Exercise requirements:
Where the data below has the string "like", return the whole line.

──────────

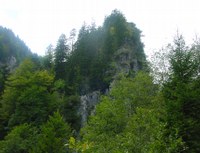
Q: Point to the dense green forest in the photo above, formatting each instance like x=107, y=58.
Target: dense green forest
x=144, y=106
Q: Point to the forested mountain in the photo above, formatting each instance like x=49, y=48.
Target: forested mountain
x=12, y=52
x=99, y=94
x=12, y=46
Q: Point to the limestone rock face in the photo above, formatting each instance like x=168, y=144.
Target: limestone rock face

──────────

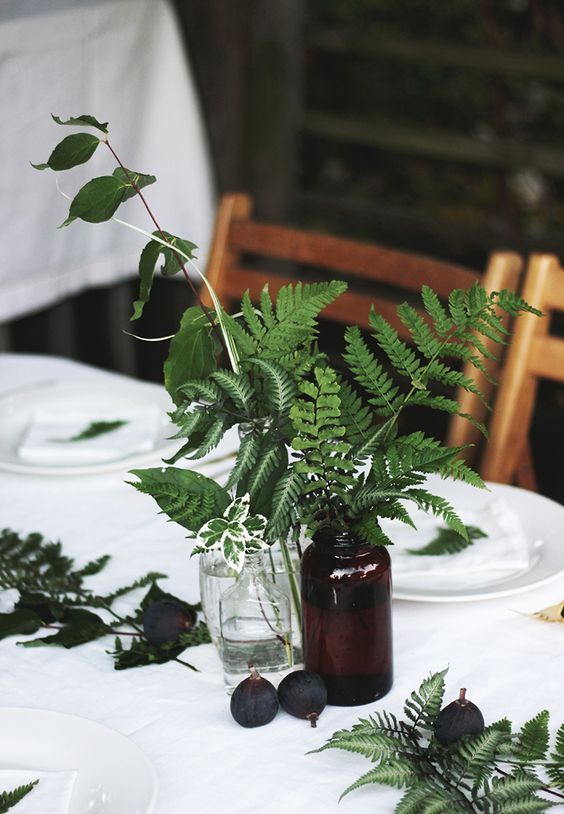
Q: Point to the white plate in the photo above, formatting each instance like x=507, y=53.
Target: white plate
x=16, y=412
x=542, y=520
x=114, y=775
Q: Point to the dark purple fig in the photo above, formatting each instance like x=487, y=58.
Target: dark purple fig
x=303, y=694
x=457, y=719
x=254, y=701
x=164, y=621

──────────

Output of the exercise:
Q: Point to the dense green forest in the photo above, formatting each instance like x=107, y=58.
Q: Point to the forested mountain in the photo above, formatting each instance like x=49, y=48.
Q: Point to the limestone rock face in the photo above, formatting each instance like x=168, y=144.
Q: Point to the white plate in the photo above, formatting each instance like x=507, y=53.
Q: Point to the dark purple fig in the photo above, formatting each instance like x=487, y=58.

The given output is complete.